* [TASK TO COMPLETE] Which lines of the listing below contain the word "banner"? Copy each of those lines, treating uppercase and lowercase as different.
==============================
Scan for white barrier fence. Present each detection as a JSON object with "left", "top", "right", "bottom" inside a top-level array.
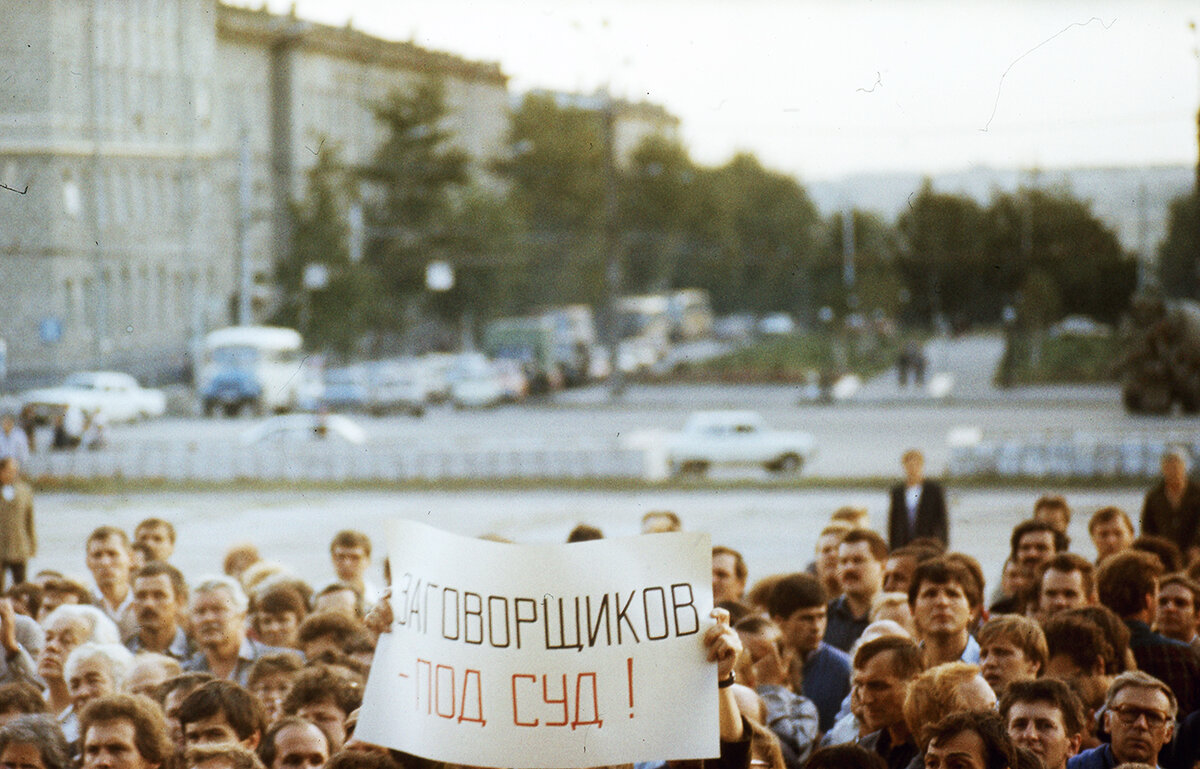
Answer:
[
  {"left": 26, "top": 441, "right": 646, "bottom": 482},
  {"left": 948, "top": 433, "right": 1200, "bottom": 479}
]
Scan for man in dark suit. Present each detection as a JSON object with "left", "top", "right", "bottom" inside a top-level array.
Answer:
[{"left": 888, "top": 449, "right": 950, "bottom": 549}]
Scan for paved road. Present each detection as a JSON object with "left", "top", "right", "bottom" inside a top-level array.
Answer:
[
  {"left": 31, "top": 483, "right": 1144, "bottom": 602},
  {"left": 32, "top": 337, "right": 1185, "bottom": 477}
]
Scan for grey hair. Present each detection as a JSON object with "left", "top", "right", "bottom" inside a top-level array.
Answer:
[
  {"left": 192, "top": 575, "right": 250, "bottom": 612},
  {"left": 1104, "top": 671, "right": 1180, "bottom": 721},
  {"left": 0, "top": 713, "right": 73, "bottom": 769},
  {"left": 42, "top": 603, "right": 121, "bottom": 643},
  {"left": 62, "top": 642, "right": 133, "bottom": 693}
]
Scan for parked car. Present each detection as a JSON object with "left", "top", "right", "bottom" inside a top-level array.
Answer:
[
  {"left": 446, "top": 353, "right": 504, "bottom": 409},
  {"left": 666, "top": 410, "right": 816, "bottom": 475},
  {"left": 322, "top": 366, "right": 367, "bottom": 411},
  {"left": 364, "top": 361, "right": 431, "bottom": 416},
  {"left": 20, "top": 371, "right": 167, "bottom": 422}
]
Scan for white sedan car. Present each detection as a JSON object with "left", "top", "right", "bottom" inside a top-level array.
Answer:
[
  {"left": 666, "top": 410, "right": 816, "bottom": 475},
  {"left": 20, "top": 371, "right": 167, "bottom": 422}
]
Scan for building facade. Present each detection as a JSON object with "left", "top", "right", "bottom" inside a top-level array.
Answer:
[{"left": 0, "top": 0, "right": 508, "bottom": 386}]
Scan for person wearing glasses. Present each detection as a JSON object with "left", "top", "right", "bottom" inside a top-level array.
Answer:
[{"left": 1067, "top": 671, "right": 1178, "bottom": 769}]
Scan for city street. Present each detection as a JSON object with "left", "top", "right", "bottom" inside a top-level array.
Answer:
[
  {"left": 75, "top": 336, "right": 1200, "bottom": 479},
  {"left": 34, "top": 337, "right": 1200, "bottom": 590}
]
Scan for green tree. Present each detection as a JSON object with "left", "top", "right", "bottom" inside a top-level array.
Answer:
[
  {"left": 984, "top": 188, "right": 1138, "bottom": 323},
  {"left": 691, "top": 155, "right": 824, "bottom": 314},
  {"left": 359, "top": 78, "right": 469, "bottom": 331},
  {"left": 896, "top": 179, "right": 988, "bottom": 324},
  {"left": 271, "top": 142, "right": 378, "bottom": 355},
  {"left": 830, "top": 206, "right": 904, "bottom": 317},
  {"left": 619, "top": 136, "right": 703, "bottom": 294},
  {"left": 494, "top": 94, "right": 606, "bottom": 307},
  {"left": 1158, "top": 192, "right": 1200, "bottom": 299}
]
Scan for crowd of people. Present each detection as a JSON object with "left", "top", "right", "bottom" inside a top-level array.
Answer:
[
  {"left": 0, "top": 436, "right": 1200, "bottom": 769},
  {"left": 672, "top": 443, "right": 1200, "bottom": 769}
]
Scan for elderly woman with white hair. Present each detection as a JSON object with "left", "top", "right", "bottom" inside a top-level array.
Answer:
[
  {"left": 62, "top": 643, "right": 133, "bottom": 713},
  {"left": 37, "top": 603, "right": 120, "bottom": 741},
  {"left": 0, "top": 713, "right": 74, "bottom": 769}
]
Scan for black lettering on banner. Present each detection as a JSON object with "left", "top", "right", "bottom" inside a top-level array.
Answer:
[
  {"left": 395, "top": 572, "right": 413, "bottom": 625},
  {"left": 583, "top": 593, "right": 612, "bottom": 649},
  {"left": 541, "top": 596, "right": 583, "bottom": 651},
  {"left": 487, "top": 595, "right": 512, "bottom": 649},
  {"left": 642, "top": 587, "right": 671, "bottom": 641},
  {"left": 462, "top": 590, "right": 484, "bottom": 645},
  {"left": 512, "top": 599, "right": 538, "bottom": 649},
  {"left": 671, "top": 582, "right": 700, "bottom": 637},
  {"left": 442, "top": 588, "right": 462, "bottom": 641},
  {"left": 612, "top": 590, "right": 641, "bottom": 644},
  {"left": 408, "top": 577, "right": 421, "bottom": 631},
  {"left": 421, "top": 582, "right": 442, "bottom": 632}
]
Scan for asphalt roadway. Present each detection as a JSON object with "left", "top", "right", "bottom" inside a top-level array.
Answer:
[{"left": 31, "top": 338, "right": 1180, "bottom": 595}]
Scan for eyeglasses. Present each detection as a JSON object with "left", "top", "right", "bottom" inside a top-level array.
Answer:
[{"left": 1110, "top": 705, "right": 1170, "bottom": 729}]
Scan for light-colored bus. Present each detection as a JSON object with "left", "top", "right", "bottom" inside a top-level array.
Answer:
[{"left": 197, "top": 326, "right": 320, "bottom": 416}]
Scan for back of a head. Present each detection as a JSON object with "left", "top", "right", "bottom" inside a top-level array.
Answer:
[
  {"left": 283, "top": 663, "right": 364, "bottom": 715},
  {"left": 329, "top": 529, "right": 371, "bottom": 557},
  {"left": 0, "top": 713, "right": 74, "bottom": 769},
  {"left": 1009, "top": 518, "right": 1070, "bottom": 557},
  {"left": 179, "top": 679, "right": 266, "bottom": 740},
  {"left": 854, "top": 636, "right": 922, "bottom": 681},
  {"left": 767, "top": 572, "right": 826, "bottom": 619},
  {"left": 1063, "top": 605, "right": 1130, "bottom": 674},
  {"left": 1042, "top": 612, "right": 1117, "bottom": 674},
  {"left": 184, "top": 743, "right": 266, "bottom": 769},
  {"left": 804, "top": 743, "right": 887, "bottom": 769},
  {"left": 0, "top": 681, "right": 50, "bottom": 715},
  {"left": 904, "top": 662, "right": 990, "bottom": 744},
  {"left": 1096, "top": 549, "right": 1163, "bottom": 619}
]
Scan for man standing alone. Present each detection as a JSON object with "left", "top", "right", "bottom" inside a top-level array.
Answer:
[
  {"left": 0, "top": 457, "right": 37, "bottom": 591},
  {"left": 888, "top": 449, "right": 950, "bottom": 549}
]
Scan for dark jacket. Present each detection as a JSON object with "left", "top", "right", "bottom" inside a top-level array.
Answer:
[
  {"left": 888, "top": 481, "right": 950, "bottom": 549},
  {"left": 1141, "top": 479, "right": 1200, "bottom": 551}
]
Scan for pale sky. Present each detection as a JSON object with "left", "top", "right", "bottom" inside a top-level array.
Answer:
[{"left": 246, "top": 0, "right": 1200, "bottom": 179}]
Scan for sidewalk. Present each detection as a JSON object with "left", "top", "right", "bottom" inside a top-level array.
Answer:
[{"left": 853, "top": 335, "right": 1120, "bottom": 404}]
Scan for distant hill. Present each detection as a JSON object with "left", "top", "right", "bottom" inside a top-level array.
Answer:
[{"left": 805, "top": 166, "right": 1195, "bottom": 258}]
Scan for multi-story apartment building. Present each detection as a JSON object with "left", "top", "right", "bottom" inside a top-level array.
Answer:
[{"left": 0, "top": 0, "right": 508, "bottom": 382}]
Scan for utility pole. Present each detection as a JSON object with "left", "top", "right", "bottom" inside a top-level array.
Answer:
[
  {"left": 238, "top": 128, "right": 253, "bottom": 326},
  {"left": 600, "top": 91, "right": 625, "bottom": 399}
]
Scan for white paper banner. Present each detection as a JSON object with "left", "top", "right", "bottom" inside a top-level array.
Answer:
[{"left": 355, "top": 521, "right": 719, "bottom": 769}]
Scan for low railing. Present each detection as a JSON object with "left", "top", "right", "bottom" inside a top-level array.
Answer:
[
  {"left": 948, "top": 432, "right": 1200, "bottom": 479},
  {"left": 26, "top": 441, "right": 646, "bottom": 482}
]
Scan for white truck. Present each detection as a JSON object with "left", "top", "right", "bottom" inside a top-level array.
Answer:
[{"left": 666, "top": 410, "right": 816, "bottom": 475}]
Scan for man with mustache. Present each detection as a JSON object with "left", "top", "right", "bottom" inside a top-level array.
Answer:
[{"left": 125, "top": 560, "right": 193, "bottom": 661}]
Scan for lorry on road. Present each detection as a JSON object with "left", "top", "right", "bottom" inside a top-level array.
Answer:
[
  {"left": 196, "top": 326, "right": 322, "bottom": 416},
  {"left": 482, "top": 307, "right": 595, "bottom": 393}
]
==============================
* [RESULT OF THE TASK]
Scan for black lettering on banner. Present each detection as a JSON object with "left", "top", "right", "bottom" inside a top-level array.
Scan for white paper banner. Present each detection as a JSON object with "left", "top", "right", "bottom" inside a top-level array.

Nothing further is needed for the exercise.